Exercise aim
Duplicate the rows below between the line containing "Please locate the tree canopy" and the end of the rows, inclusive.

* BEGIN Record set *

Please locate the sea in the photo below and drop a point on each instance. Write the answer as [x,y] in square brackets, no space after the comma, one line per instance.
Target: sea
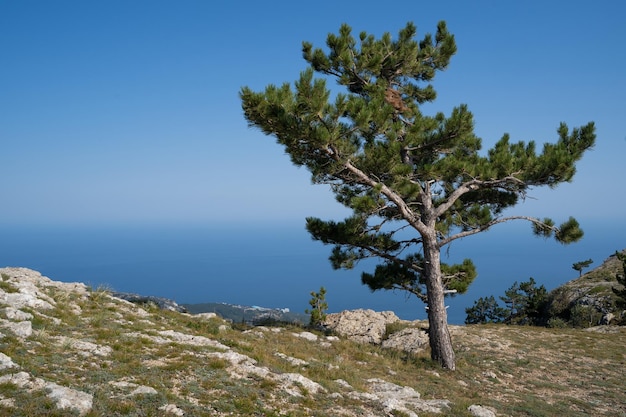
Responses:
[279,265]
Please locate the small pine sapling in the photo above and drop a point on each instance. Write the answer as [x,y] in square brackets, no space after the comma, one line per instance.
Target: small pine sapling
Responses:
[318,308]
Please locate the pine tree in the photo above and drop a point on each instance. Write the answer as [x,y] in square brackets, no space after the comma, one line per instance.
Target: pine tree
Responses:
[579,266]
[621,279]
[318,308]
[525,303]
[414,182]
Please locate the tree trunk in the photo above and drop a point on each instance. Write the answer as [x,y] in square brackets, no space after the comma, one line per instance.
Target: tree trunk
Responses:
[438,334]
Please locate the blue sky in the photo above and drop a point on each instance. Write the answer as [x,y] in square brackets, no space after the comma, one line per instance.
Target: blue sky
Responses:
[128,111]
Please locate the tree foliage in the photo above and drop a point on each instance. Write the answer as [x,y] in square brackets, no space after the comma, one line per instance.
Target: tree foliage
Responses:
[414,182]
[579,266]
[485,310]
[525,304]
[621,279]
[318,308]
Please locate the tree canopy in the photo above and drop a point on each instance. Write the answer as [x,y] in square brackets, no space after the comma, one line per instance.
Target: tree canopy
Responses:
[414,182]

* END Record set *

Result
Please locate the tree canopy in the photo above and drop a point on each instance. Write the answer as [x,y] in square brackets, no space after the comma, one line per instance.
Target: tree canopy
Responses:
[414,182]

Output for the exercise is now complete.